##### Texto citado #####
Por Isabela Boscov Atualizado em 6 out 2017, 06h00 - Publicado em 6 out 2017, 06h00

De alguns filmes, volta-se ao curso do tempo, quando as luzes do cinema se acendem, da mesma maneira que de um sonho: com estranheza para o lugar ao qual se retorna, e com a frustração de ser impossível descrever a vividez e o empuxo do mundo do qual se saiu — só tendo estado lá para entender. Blade Runner 2049 (Estados Unidos, 2017), já em cartaz no país, desafia a tentativa de pô-lo nas palavras justas. Mas vê-lo é estar lá. À medida que o filme do canadense Denis Villeneuve se fecha em torno da plateia e a envolve no seu mundo estarrecedoramente bem realizado, o espectador esquece que não é personagem e não participa da ação. Esse efeito mimético é, claro, uma ambição constante do cinema, e muitas vezes alcançada. Mas sustentá-lo de forma contínua e aprofundada por quase três horas é uma façanha. Blade Runner 2049 é todo ele uma façanha: uma continuação que se alça acima e além do cultuado filme original — baseado no romance também cultuado de Philip K. Dick — e ocupa uma esfera só sua: a da primeira obra-prima indisputável da ficção científica neste século. Com seu ritmo deliberado, suas escolhas simbólicas e seus cenários monumentais e ao mesmo tempo desoladores, Villeneuve cumpre aquilo a que o gênero se destina: usar um futuro hipotético como um espelho em que o presente é obrigado a se olhar — e, sobretudo, fazer com que o homem enxergue nele o próprio reflexo.

KD6-3.7, ou simplesmente K (Ryan Gosling), é um desses espelhos incômodos. Da mesma forma que Rick Deckard, o personagem de Harrison Ford no Blade Runner lançado em 1982 pelo diretor Ridley Scott, ele é um caçador de replicantes — androides tão convincentes na fisiologia e na complexidade do comportamento que só testes específicos, ou o carimbo no interior do olho direito, revelam não serem eles humanos. Ao contrário de Deckard, porém, em torno de quem persiste o enigma — seria ele ou não um replicante? —, K sabe ter sido fabricado. Também a plateia o sabe desde a primeira cena. A serviço da polícia de Los Angeles, K localiza Sapper (Dave Bautista), um replicante rebelde, nas vastidões ermas e feiíssimas que cercam a cidade. Camuflado em fazendeiro de proteína (uma variedade de vermes clonados é o esteio alimentar desse futuro), Sapper é um remanescente da linhagem Nexus 8, cujas ações, em 2022, mudaram o rumo da história.
#####
**Tarefa proposta**
Com base no texto citado, responda:
(a) Qual é a nacionalidade do diretor Denis Villeneuve?
(b) Em que ano Ridley Scott lançou o Blade Runner original?
(c) Que ator interpreta o replicante Sapper?
Os itens reunidos adiante não guardam relação alguma com o texto citado.
##### Dados extraídos #####
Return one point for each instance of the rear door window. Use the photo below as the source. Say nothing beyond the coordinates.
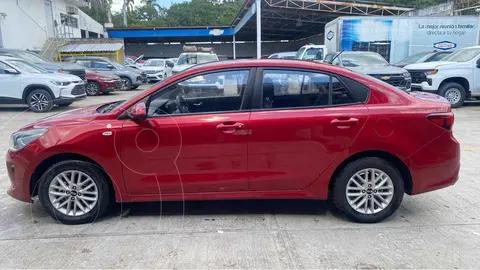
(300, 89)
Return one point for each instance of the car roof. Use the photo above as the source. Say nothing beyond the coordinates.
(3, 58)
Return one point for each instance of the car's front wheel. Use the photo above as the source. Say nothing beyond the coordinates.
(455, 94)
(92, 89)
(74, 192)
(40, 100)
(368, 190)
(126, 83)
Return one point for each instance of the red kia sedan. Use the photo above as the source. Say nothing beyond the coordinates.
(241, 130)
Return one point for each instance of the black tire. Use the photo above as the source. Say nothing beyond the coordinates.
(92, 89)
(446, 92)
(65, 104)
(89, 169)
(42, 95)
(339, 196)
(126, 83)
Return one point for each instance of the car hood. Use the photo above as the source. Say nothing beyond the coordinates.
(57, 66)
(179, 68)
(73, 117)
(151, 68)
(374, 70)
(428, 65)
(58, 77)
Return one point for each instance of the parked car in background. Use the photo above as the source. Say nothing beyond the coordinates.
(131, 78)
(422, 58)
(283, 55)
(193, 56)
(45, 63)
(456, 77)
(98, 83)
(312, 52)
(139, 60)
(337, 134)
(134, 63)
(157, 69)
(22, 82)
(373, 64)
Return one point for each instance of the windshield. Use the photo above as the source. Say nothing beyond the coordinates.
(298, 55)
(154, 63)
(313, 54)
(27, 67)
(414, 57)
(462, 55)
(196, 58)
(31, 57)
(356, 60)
#####
##### Dados extraídos #####
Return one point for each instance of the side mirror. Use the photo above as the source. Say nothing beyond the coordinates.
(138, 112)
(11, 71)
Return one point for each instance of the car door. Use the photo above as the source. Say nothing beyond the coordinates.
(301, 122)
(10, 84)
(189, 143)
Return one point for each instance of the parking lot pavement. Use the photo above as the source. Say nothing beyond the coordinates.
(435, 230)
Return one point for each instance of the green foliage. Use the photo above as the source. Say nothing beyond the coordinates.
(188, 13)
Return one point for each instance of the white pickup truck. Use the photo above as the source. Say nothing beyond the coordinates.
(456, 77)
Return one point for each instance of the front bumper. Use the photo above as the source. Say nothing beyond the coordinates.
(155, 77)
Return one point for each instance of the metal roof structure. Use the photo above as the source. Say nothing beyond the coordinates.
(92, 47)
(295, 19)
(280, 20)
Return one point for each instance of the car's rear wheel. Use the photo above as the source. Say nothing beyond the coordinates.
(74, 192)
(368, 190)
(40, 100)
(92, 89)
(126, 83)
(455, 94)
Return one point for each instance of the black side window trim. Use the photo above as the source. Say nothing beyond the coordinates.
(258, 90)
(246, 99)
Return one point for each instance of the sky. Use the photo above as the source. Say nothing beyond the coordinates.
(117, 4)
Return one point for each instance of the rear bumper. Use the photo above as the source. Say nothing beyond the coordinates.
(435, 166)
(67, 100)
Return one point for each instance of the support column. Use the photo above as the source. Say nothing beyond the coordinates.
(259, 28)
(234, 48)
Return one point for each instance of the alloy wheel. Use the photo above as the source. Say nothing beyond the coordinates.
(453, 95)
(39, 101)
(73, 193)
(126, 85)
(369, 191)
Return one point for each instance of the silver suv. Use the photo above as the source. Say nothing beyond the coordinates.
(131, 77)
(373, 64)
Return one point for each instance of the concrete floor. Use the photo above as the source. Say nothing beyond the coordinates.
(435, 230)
#####
##### Dados extraídos #####
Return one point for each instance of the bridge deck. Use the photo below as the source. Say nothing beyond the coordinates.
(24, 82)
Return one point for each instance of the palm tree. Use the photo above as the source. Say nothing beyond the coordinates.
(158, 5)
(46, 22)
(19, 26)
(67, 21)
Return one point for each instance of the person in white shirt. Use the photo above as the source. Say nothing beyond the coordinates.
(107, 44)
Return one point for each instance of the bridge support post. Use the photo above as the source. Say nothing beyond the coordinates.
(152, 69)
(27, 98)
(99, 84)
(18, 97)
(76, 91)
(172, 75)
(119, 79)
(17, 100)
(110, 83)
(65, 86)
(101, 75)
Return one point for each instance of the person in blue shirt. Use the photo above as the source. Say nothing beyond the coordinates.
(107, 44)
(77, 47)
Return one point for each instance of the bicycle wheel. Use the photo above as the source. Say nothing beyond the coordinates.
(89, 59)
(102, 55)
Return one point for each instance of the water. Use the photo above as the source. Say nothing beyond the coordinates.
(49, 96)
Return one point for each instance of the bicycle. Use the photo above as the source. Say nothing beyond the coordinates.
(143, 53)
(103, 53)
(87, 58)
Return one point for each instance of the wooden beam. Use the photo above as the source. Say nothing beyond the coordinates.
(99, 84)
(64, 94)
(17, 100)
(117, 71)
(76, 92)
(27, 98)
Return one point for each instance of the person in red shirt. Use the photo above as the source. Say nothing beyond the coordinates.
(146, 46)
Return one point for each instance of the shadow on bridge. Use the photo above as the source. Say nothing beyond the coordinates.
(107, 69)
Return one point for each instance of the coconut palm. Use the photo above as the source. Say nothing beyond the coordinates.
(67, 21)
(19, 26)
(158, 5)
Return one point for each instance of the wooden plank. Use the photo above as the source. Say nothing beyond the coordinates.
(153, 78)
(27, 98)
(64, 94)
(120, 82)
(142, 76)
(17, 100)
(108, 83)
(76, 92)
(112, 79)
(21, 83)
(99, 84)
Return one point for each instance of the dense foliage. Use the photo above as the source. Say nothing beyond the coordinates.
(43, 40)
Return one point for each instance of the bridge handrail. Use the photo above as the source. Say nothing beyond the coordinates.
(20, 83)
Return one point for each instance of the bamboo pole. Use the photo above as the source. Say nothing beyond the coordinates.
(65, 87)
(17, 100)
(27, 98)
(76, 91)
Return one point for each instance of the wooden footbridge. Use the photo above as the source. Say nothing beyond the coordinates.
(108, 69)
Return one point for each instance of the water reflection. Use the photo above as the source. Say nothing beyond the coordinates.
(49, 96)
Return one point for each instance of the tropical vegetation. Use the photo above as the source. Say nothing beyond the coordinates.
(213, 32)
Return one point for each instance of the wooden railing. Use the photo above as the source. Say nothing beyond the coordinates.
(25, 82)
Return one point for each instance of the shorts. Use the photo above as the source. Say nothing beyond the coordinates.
#####
**Resposta ao exercício**
(a) Canadense.
(b) Em 1982.
(c) Dave Bautista.